-------- TEXTAUSSCHNITT

# kois leider tot



## cpt.nemo (5. Apr. 2009)

Leider haben meine Kleinen den Winter nicht überstanden.
Irgendwie haben sie sich vollständig in Luft aufgelöst.
Musste der Winter denn auch so lange sein.
Werde mir wohl auch keine neuen anschaffen. Nochmal möchte ich diese Enttäuschung nicht erleben. Ausserdem komme ich mir vor wie ein Mörder. Schnief.


----------



## Christian und Frauke (5. Apr. 2009)

*AW: kois leider tot*

cpt.Nemo,
Ist das Dein vor oder Nachname
Wie in Luft aufgelöst,ist da gar nichts mehr?
Hast Du da __ Fischreiher oder Katzen am Teich
Wie groß waren die denn?


----------



## toschbaer (5. Apr. 2009)

*AW: kois leider tot*

Hallo Brigitte,

hmmmm, schade um Deine Koi  

Jedes "Ende" bringt einen "Anfang"!

LG
Friedhelm


----------



## Jogibärle (5. Apr. 2009)

*AW: kois leider tot*

Hallo nemo (hab den Film sogar angeschaut),

wenn deine Kois tot sind, dann müßten die Fische noch im Teich drin oder hast du Salzsäure rein gebracht, ne im ernst.
Hat du einen __ Fischreiher oder liegen die Kois noch am Boden, schau mal nach.

Du kannst schon neue Tiere rein tun, mußt halt wenn wieder so ein Winter kommt gleich vorn vorne rein vorsorgen und was tun damit der Teich nicht so auskühlt. (gibt viele Möglichkeiten)
Jeder lernt aus Fehler, sowie wie ich auch


gruß Jürgen


----------



## Platin (6. Apr. 2009)

*AW: kois leider tot*

Hi Cpt.Nemo

Hast Du vielleicht Pflanzen oder Pflanzkörbe im Teich?
Oder Falten in der Teichfolie? 
Das könnten noch Möglichkeiten sein, wo die Koi sich verstecken.

----------------
-------- BEREITGESTELLTE DATEN

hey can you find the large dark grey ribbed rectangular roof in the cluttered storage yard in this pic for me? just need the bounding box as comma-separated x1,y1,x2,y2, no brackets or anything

----------------
-------- BEREITGESTELLTE DATEN

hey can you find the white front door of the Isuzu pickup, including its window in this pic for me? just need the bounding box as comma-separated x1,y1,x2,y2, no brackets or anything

----------------
-------- BEREITGESTELLTE DATEN

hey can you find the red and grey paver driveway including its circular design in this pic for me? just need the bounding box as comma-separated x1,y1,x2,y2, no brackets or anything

----------------

**AUFGABE**: Führe die Forumsdiskussion über die im Winter verschwundenen Koi nach dem letzten Satz weiter. Die Daten haben mit dem Textausschnitt nichts zu tun und stammen aus einer anderen Quelle.

**ERGEBNIS**:
Schmeiß doch einfach mal ein bisschen Futter in den Teich, dann wirst Du in den nächsten Tagen sehen ob was fehlt oder nicht.


----------



## hipsu (7. Apr. 2009)

*AW: kois leider tot*

Hallo,

da könnte sein das sie sich verstecken. Wenn nicht sind sie jetzt hier: 
http://www.indigo.org/rainbow/rainbow-de.html

MfG Benny


----------



## cpt.nemo (7. Apr. 2009)

*AW: kois leider tot*

Da schau ich doch gestern abend in den Teich und sehe was Helles vorbeiflitzen. Hoffentlich hab ich mir das nicht nur eingebildet.
Ich hab halt schon sehr viele Verstecke im Teich un die Wassertemperatur ist mit mit ca. 10 Grad auch noch nicht wirklich hoch. Es wäre wirklich zu schön, wenn meine Kleinen diesen langen Winter überstanden hätten.
Übrigens: cpt.nemo ist der Name von meinem Hund
l.G. an alle, Brigitte


----------



## Jogibärle (7. Apr. 2009)

*AW: kois leider tot*

Hallo brigitte,

hatte heute im Teich schon fast 20°


gruß Jürgen


----------



## cpt.nemo (7. Apr. 2009)

*AW: kois leider tot*

Das sind ja Badetemperaturen. Das ist bestimmt nicht in München
(ausser mit Heizung)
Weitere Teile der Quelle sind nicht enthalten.